Written task ▸
Reproduce every one of the following rows verbatim, keeping each character and line break unchanged.

Input ▸
>> BEGIN

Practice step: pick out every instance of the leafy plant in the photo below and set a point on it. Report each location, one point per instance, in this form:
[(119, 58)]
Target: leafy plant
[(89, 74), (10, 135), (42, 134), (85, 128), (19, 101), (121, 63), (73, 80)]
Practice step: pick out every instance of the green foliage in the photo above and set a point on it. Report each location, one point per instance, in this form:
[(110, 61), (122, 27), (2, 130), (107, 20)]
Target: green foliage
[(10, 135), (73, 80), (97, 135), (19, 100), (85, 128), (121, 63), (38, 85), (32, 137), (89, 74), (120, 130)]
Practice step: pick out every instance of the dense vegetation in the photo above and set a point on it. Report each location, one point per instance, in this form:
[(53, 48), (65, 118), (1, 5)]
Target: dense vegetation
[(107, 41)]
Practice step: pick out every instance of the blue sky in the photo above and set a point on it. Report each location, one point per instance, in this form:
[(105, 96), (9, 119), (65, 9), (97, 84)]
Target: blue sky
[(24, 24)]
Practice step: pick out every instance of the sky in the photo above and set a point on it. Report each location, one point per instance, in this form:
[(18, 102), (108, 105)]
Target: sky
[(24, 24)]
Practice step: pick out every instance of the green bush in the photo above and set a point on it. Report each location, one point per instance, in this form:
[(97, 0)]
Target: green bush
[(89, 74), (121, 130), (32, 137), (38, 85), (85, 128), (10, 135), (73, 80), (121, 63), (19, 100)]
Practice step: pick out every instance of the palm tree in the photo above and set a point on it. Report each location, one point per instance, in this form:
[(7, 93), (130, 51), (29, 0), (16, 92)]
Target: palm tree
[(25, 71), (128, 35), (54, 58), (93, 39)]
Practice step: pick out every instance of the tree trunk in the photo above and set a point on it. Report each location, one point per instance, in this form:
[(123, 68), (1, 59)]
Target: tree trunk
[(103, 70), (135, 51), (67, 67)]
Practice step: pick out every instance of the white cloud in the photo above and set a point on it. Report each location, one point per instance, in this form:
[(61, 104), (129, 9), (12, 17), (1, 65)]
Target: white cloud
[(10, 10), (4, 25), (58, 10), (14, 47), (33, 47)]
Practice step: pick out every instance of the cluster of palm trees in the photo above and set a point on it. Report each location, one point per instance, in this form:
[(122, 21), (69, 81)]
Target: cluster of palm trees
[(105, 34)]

>> END

Response to the task ▸
Practice step: pick out every instance of the leafy plant in the photo below and set a point on it. Report each location, one point per instance, in this form:
[(119, 58)]
Target: leafy plant
[(89, 74), (10, 135), (42, 134), (85, 128), (19, 101), (121, 63), (73, 80)]
Practice step: pick out every instance of the green foliage in the photo above and set a point on it. Report each location, one point per instance, in this form:
[(110, 61), (122, 27), (2, 130), (107, 20)]
Target: green foliage
[(10, 135), (73, 80), (97, 135), (19, 100), (85, 128), (121, 63), (38, 85), (32, 137), (89, 74), (120, 130)]
Practice step: pick out every instance of the dense vegetation in the photo above and set a point on it. Report each location, one point per instance, in this form:
[(53, 48), (65, 118), (1, 5)]
Target: dense vegetation
[(107, 41)]
Practice step: pick out every instance of the blue sky in the photo above and set a point on it. Report each location, one point per instance, in this form:
[(105, 96), (9, 119), (65, 9), (97, 84)]
Target: blue sky
[(24, 24)]
Practice step: pick out every instance of the sky in the photo above and set a point on it. Report each location, one point per instance, in this form:
[(18, 102), (108, 105)]
Target: sky
[(24, 24)]
Practice step: pick out every instance of the green bush in the photo above and set a point on it. Report each location, one point per instance, in this form:
[(97, 0)]
Target: green bush
[(89, 74), (121, 130), (32, 137), (38, 85), (85, 128), (10, 135), (73, 80), (121, 63), (19, 100)]
Practice step: pick out every instance of the palm tree in the photo above and set a point on it. Report each location, one point per instance, in this form:
[(7, 93), (130, 51), (29, 0), (16, 92)]
Target: palm tree
[(25, 71), (128, 35), (54, 58), (93, 39)]
Practice step: pick out every instance of the tree trunk in the photo above and set a point on it. Report each location, one point per instance, in this form:
[(123, 68), (1, 59)]
Target: tree trunk
[(103, 70), (135, 51), (67, 67)]
Practice step: pick out every instance of the white cloud in the photo above and set a point on it. Report each location, one point per instance, in this form:
[(61, 104), (129, 9), (12, 17), (1, 65)]
Target: white cloud
[(10, 10), (4, 25), (58, 10), (14, 47), (33, 47)]
Practice step: pick out every instance of the cluster of palm trees in the photo above and set a point on it. Report each location, one point per instance, in this form:
[(122, 21), (69, 81)]
Target: cluster of palm trees
[(105, 34)]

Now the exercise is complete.